━━━━━ Provided passage ━━━━━

- Poster
- Directed by: Sajan
- Written by: S. N. Swami
- Screenplay by: Kaloor Dennis
- Produced by: Jagan Appachan
- Starring: Madhu Srividya Mammootty Jagathy Sreekumar
- Cinematography: Anandakuttan
- Edited by: V. P. Krishnan
- Music by: Shyam
- Production company: Jagan Pictures
- Distributed by: Jagan Pictures
- Release date: 12 April 1984;
- Country: India
- Language: Malayalam

= Chakkarayumma =

Chakkarayumma is a 1984 Indian Malayalam-language film, directed by Sajan and produced by Jagan Appachan. The film stars Madhu, Srividya, Mammootty and Jagathy Sreekumar in the lead roles. The film has musical score by Shyam. The film was remade in Tamil as Bandham with Sivaji Ganesan and in Telugu as Bandham starring Shoban Babu. Both versions had Shalini reprising her role.

━━━━━

**Exercise task A:** Say whether each statement agrees with the Chakkarayumma text, and quote the deciding words of the text for each. (i) The film was edited by V. P. Krishnan. (ii) The Telugu remake starred Sivaji Ganesan. (iii) S. N. Swami wrote the screenplay.
**Exercise task B:** Print the Chakkarayumma text from "Chakkarayumma is a" up to and including "reprising her role.", leaving every word unchanged.

━━━━━ Data provided ━━━━━

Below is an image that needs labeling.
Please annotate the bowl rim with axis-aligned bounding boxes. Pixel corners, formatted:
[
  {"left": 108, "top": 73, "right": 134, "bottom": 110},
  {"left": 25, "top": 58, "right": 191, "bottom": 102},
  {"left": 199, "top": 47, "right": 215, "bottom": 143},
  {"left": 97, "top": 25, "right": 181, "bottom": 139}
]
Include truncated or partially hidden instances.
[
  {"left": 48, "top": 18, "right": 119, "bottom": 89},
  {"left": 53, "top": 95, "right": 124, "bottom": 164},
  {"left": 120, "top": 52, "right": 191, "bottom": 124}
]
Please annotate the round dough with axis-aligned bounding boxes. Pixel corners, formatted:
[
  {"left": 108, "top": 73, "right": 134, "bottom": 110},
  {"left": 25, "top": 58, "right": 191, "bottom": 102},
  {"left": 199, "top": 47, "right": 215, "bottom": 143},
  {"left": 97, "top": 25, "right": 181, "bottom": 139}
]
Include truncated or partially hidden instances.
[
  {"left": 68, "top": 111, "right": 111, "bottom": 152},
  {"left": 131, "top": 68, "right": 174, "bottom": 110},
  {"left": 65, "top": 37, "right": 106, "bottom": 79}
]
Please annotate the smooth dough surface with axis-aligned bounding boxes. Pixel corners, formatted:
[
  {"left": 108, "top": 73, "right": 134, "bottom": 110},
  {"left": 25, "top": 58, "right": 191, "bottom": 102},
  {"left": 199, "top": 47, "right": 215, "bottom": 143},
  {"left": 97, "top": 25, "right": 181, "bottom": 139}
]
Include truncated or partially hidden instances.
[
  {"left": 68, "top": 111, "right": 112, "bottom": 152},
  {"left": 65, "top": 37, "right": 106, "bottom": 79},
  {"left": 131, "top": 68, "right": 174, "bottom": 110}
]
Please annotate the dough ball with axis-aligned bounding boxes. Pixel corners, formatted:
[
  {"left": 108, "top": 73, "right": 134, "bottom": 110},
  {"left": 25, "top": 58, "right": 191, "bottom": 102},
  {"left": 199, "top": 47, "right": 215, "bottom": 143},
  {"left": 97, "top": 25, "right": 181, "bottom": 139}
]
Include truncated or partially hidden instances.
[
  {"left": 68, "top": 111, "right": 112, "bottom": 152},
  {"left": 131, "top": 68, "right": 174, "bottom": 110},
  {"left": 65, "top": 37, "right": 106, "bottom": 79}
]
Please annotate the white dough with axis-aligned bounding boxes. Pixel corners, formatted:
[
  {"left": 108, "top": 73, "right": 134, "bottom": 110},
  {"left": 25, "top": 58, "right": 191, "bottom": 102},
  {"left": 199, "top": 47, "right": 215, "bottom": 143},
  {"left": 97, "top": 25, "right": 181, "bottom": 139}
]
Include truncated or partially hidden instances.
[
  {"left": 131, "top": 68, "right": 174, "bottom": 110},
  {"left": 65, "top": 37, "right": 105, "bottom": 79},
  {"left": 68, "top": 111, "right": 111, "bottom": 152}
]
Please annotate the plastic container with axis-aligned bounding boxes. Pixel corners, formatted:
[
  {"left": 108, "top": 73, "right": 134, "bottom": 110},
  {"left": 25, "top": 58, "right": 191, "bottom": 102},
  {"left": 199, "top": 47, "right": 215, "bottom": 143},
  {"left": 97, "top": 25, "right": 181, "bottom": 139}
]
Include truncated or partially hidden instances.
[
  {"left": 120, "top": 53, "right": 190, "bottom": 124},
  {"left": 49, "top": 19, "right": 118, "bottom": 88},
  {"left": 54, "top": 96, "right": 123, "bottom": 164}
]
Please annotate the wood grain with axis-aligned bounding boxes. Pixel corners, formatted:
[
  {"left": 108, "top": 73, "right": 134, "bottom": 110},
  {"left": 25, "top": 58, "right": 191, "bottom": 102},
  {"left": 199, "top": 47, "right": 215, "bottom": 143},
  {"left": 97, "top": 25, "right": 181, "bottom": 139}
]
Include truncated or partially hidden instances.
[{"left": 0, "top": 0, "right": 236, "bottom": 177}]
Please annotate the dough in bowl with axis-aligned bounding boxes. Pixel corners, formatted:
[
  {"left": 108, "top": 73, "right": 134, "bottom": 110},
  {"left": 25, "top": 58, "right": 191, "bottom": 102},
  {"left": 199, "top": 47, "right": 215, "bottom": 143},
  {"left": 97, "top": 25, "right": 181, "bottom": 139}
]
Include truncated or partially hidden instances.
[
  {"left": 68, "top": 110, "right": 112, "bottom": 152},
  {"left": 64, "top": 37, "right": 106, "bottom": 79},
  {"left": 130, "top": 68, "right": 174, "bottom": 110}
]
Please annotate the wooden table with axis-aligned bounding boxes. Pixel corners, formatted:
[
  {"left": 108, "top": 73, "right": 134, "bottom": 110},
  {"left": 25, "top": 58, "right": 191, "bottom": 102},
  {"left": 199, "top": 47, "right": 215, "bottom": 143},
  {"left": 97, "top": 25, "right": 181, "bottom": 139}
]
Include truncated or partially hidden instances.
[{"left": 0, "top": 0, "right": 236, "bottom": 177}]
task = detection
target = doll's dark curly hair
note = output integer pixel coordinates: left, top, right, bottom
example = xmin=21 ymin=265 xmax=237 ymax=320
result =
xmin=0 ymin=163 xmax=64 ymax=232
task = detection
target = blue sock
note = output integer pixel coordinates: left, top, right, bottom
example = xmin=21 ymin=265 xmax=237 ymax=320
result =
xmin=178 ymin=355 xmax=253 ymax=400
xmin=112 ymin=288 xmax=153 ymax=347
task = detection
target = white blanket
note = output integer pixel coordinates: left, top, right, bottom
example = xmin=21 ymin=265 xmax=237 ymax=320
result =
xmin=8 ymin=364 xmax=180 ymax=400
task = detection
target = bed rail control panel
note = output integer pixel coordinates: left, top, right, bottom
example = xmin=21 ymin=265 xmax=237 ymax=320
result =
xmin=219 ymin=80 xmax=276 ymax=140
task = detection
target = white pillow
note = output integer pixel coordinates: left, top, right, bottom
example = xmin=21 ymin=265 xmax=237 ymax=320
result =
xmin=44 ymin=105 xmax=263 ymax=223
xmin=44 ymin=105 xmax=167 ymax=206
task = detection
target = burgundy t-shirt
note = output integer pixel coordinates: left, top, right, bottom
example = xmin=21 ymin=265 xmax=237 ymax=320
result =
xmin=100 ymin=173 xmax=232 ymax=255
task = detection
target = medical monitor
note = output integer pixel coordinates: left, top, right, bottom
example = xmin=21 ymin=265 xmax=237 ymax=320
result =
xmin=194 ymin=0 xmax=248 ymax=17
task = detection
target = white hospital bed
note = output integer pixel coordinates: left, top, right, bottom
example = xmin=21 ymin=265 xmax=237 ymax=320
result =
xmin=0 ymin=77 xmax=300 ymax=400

━━━━━

**Worked solution A:**
(i) Yes: "Edited by: V. P. Krishnan"
(ii) No: "in Telugu as Bandham starring Shoban Babu"
(iii) No: "Screenplay by: Kaloor Dennis"

**Worked solution B:**
Chakkarayumma is a 1984 Indian Malayalam-language film, directed by Sajan and produced by Jagan Appachan. The film stars Madhu, Srividya, Mammootty and Jagathy Sreekumar in the lead roles. The film has musical score by Shyam. The film was remade in Tamil as Bandham with Sivaji Ganesan and in Telugu as Bandham starring Shoban Babu. Both versions had Shalini reprising her role.